#### RECORDS SUPPLIED ####
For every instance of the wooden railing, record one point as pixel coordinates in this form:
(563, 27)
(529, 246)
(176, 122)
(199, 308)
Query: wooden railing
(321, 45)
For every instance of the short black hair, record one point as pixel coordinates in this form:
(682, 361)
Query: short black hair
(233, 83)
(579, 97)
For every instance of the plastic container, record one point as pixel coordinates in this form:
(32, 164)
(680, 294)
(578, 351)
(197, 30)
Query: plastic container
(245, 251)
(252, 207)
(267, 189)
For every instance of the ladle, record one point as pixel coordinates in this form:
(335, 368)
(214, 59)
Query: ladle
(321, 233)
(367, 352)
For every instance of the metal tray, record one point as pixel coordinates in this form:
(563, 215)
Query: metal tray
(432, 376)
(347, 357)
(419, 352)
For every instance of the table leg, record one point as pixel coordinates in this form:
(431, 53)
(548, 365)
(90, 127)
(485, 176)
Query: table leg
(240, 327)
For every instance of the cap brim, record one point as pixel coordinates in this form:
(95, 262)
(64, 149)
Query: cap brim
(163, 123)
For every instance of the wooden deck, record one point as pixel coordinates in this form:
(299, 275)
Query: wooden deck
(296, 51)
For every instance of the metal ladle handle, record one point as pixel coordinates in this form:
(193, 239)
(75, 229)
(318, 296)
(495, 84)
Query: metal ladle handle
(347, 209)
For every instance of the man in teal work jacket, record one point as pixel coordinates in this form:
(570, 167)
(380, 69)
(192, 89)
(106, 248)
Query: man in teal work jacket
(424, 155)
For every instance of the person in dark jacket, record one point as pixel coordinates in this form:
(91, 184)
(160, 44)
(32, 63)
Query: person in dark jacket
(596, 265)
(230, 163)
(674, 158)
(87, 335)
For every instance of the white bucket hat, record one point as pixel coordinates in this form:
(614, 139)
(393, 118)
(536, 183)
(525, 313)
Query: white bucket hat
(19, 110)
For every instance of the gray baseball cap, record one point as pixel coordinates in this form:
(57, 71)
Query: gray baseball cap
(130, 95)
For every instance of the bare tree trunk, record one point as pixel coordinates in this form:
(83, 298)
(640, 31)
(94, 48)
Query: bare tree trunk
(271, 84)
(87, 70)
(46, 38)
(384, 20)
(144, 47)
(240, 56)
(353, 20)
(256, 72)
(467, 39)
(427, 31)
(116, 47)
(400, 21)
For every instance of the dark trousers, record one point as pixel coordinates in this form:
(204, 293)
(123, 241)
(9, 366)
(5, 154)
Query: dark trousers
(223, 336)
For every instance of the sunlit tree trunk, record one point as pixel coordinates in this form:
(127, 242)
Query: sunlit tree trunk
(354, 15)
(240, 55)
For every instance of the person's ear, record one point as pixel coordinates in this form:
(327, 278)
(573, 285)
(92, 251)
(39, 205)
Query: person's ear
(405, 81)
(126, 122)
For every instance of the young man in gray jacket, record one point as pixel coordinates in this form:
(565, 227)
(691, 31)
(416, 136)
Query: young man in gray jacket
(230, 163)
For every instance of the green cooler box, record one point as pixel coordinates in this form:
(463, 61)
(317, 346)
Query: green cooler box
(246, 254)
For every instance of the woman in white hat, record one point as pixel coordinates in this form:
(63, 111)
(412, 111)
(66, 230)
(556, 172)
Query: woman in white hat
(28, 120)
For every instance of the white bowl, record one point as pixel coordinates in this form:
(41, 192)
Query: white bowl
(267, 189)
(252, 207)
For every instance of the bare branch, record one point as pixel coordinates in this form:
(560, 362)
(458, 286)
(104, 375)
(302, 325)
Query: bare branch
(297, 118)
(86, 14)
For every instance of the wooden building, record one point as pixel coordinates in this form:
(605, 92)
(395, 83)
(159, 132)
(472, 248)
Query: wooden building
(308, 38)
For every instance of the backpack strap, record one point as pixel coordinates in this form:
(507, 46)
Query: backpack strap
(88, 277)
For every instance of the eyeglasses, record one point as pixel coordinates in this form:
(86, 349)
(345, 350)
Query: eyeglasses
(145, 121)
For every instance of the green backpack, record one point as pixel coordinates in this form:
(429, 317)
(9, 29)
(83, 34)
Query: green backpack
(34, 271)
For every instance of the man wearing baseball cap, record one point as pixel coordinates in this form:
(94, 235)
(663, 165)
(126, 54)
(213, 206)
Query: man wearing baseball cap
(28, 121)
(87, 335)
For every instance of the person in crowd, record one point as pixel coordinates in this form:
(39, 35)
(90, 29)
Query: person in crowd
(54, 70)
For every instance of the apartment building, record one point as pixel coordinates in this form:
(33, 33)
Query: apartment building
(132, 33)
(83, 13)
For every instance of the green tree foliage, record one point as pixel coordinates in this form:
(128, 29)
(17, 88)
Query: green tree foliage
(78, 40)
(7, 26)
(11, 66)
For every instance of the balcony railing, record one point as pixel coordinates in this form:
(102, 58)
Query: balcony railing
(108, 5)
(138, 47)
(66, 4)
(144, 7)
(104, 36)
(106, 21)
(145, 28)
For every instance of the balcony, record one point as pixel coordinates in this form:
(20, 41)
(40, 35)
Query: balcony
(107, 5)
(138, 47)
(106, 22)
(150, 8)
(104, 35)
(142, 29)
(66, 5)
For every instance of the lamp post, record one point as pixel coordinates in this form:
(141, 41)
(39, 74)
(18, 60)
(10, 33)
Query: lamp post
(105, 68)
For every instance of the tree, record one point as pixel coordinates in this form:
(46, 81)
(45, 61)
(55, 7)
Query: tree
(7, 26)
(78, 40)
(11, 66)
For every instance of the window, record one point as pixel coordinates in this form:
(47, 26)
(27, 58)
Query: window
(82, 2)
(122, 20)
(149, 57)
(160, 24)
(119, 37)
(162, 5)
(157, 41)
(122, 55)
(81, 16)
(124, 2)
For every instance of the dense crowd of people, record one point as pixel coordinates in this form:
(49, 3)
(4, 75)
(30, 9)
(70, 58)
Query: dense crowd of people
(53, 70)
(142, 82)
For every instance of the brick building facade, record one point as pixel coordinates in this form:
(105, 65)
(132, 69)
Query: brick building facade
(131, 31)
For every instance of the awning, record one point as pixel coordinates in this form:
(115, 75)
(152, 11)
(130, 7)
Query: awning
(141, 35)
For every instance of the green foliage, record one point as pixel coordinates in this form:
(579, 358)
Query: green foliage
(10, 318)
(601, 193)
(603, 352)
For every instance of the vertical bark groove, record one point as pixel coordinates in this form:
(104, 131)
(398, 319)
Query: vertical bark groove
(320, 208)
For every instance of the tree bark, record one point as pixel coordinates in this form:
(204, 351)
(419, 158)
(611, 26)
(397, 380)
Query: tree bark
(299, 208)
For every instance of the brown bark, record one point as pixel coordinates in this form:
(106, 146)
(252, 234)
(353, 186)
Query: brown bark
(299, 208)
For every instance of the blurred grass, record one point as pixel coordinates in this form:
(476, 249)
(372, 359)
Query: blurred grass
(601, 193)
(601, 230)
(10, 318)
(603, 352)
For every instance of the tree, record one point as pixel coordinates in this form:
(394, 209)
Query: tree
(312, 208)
####
» PROMPT:
Transcribe all of the material above so that it matches the source exactly.

» EXERCISE RESPONSE:
For every instance of the wooden railing, record one point as pixel coordinates in this form:
(563, 27)
(529, 246)
(176, 122)
(199, 308)
Query: wooden railing
(321, 45)
For every instance of the short black hair, record one point as pixel coordinates in this form:
(682, 361)
Query: short black hair
(233, 83)
(579, 97)
For every instance of the plastic container, record one point as pixel coordinates in this form:
(32, 164)
(680, 294)
(578, 351)
(197, 30)
Query: plastic container
(245, 251)
(252, 207)
(267, 189)
For every instance of the ladle, record one point as pixel coordinates in this form:
(335, 368)
(214, 59)
Query: ladle
(321, 233)
(367, 352)
For every instance of the metal tray, record one point as pixel coordinates in this form:
(563, 215)
Query: metal tray
(432, 376)
(347, 357)
(419, 352)
For every instance of the table leg, record one point as pixel coordinates in this form:
(431, 53)
(548, 365)
(90, 127)
(485, 176)
Query: table leg
(240, 327)
For every instance of the cap brim, record one point as pixel coordinates in this form:
(95, 262)
(64, 149)
Query: cap brim
(163, 123)
For every instance of the wooden deck, record one point as pixel coordinates in this form:
(299, 275)
Query: wooden deck
(296, 51)
For every instance of the metal ladle handle, record one point as pixel coordinates in this form:
(193, 239)
(75, 229)
(318, 296)
(495, 84)
Query: metal ladle handle
(347, 209)
For every instance of the man in teal work jacket, record one point as pixel coordinates in this form:
(570, 167)
(380, 69)
(192, 89)
(106, 248)
Query: man in teal work jacket
(424, 155)
For every instance of the person in dark jacket, record one point as pixel coordinates in this form:
(91, 184)
(160, 44)
(32, 63)
Query: person in dark jacket
(596, 265)
(230, 163)
(674, 158)
(87, 335)
For every instance of the white bucket hat, record one point as pixel coordinates in this form:
(614, 139)
(393, 118)
(536, 183)
(525, 313)
Query: white bucket hat
(19, 110)
For every instance of the gray baseball cap, record one point as pixel coordinates in this form:
(57, 71)
Query: gray baseball cap
(130, 95)
For every instance of the bare tree trunk, record one point as pixel coordinates in this form:
(83, 298)
(640, 31)
(94, 48)
Query: bare tree trunk
(271, 84)
(87, 70)
(46, 38)
(384, 20)
(144, 47)
(240, 56)
(353, 20)
(256, 72)
(467, 39)
(427, 31)
(116, 47)
(400, 21)
For every instance of the dark trousers, record one point as pixel coordinates in this form:
(204, 293)
(123, 241)
(9, 366)
(5, 154)
Query: dark trousers
(223, 336)
For every instance of the sunlit tree trunk, record one point as pixel coordinates in this form:
(127, 242)
Query: sunlit tree trunk
(354, 15)
(240, 55)
For every instance of the person's ear, record one point as pixel coordinates in this form:
(327, 278)
(573, 285)
(92, 251)
(39, 205)
Query: person's ear
(405, 81)
(126, 122)
For every instance of the young man in gray jacket, record one point as pixel coordinates in this form:
(565, 227)
(691, 31)
(416, 136)
Query: young man in gray jacket
(230, 163)
For every instance of the green cooler box, record one point as pixel coordinates in this form:
(463, 61)
(317, 346)
Query: green cooler box
(246, 254)
For every instance of the woman in white hat, record one point as pixel coordinates in this form:
(63, 111)
(412, 111)
(66, 230)
(556, 172)
Query: woman in white hat
(28, 120)
For every instance of the white bowl, record one point as pixel coordinates in this form:
(41, 192)
Query: white bowl
(267, 189)
(252, 207)
For every instance of the bare branch, record one point as pixel coordinates in this form:
(560, 362)
(458, 286)
(104, 375)
(302, 325)
Query: bare branch
(297, 118)
(86, 14)
For every instance of the wooden building, record one point as pixel coordinates in this form:
(605, 92)
(395, 83)
(159, 132)
(472, 248)
Query: wooden building
(308, 38)
For every instance of the backpack strap, record one point as pixel coordinates in this form:
(507, 46)
Query: backpack strap
(88, 277)
For every instance of the eyeglasses, record one point as pixel coordinates in this form:
(86, 349)
(345, 350)
Query: eyeglasses
(145, 121)
For every instance of the green backpack, record one point as pixel coordinates in this form:
(429, 317)
(9, 29)
(83, 34)
Query: green backpack
(34, 271)
For every instance of the man wearing baseball cap, record one point as pixel coordinates in this form:
(94, 235)
(663, 165)
(126, 54)
(213, 206)
Query: man wearing baseball cap
(28, 121)
(87, 335)
For every instance of the person in crowd, record one point as pixel coordinates in this form:
(39, 35)
(90, 29)
Query: person in crowd
(54, 70)
For every instance of the apartment building, record one point as pixel coordinates in this form:
(33, 33)
Query: apartment building
(132, 33)
(83, 13)
For every instance of the green tree foliage, record one point as pixel coordinates in this form:
(128, 29)
(17, 88)
Query: green tree foliage
(78, 40)
(7, 26)
(11, 66)
For every instance of the balcony railing, record one point as pixel coordinates in this form:
(102, 58)
Query: balcony railing
(108, 5)
(138, 47)
(66, 4)
(144, 7)
(104, 36)
(106, 21)
(145, 28)
For every instance of the balcony, record one point as pixel coordinates in this form:
(20, 41)
(40, 35)
Query: balcony
(107, 5)
(138, 47)
(106, 22)
(150, 8)
(104, 35)
(142, 29)
(66, 5)
For every instance of the lamp post, record one point as pixel coordinates in this form:
(141, 41)
(39, 74)
(18, 60)
(10, 33)
Query: lamp post
(105, 68)
For every instance of the tree, record one point as pixel coordinates in this form:
(46, 81)
(45, 61)
(55, 7)
Query: tree
(7, 26)
(78, 40)
(11, 66)
For every instance of the window, record one point as pixel coordinates in this form:
(47, 26)
(27, 58)
Query: window
(82, 2)
(122, 20)
(149, 57)
(160, 24)
(119, 37)
(162, 5)
(157, 41)
(122, 55)
(81, 16)
(124, 2)
For every instance of the dense crowd of people, record one point as pixel coordinates in this form:
(49, 3)
(4, 75)
(30, 9)
(70, 58)
Query: dense crowd of people
(53, 70)
(142, 82)
For every instance of the brick building facade, record one point as pixel coordinates in this form:
(105, 65)
(132, 69)
Query: brick building facade
(131, 31)
For every instance of the awning, record one point as pixel coordinates in this form:
(115, 75)
(152, 11)
(130, 7)
Query: awning
(141, 35)
For every instance of the green foliage, record one point as pixel coordinates in this form:
(579, 358)
Query: green foliage
(10, 318)
(601, 193)
(603, 352)
For every instance of the vertical bark groove, record one point as pixel coordinates in this form:
(104, 131)
(398, 319)
Query: vertical bark groove
(320, 208)
For every instance of the tree bark, record one point as pixel coordinates in this form:
(204, 351)
(419, 158)
(611, 26)
(397, 380)
Query: tree bark
(299, 208)
For every instance of the brown bark, record one point as pixel coordinates in this form:
(106, 146)
(252, 234)
(353, 186)
Query: brown bark
(299, 208)
For every instance of the blurred grass, record one point as pixel coordinates in this form:
(476, 249)
(372, 359)
Query: blurred grass
(601, 193)
(601, 230)
(10, 318)
(603, 352)
For every instance of the tree, record one point as pixel coordinates in this form:
(394, 209)
Query: tree
(312, 208)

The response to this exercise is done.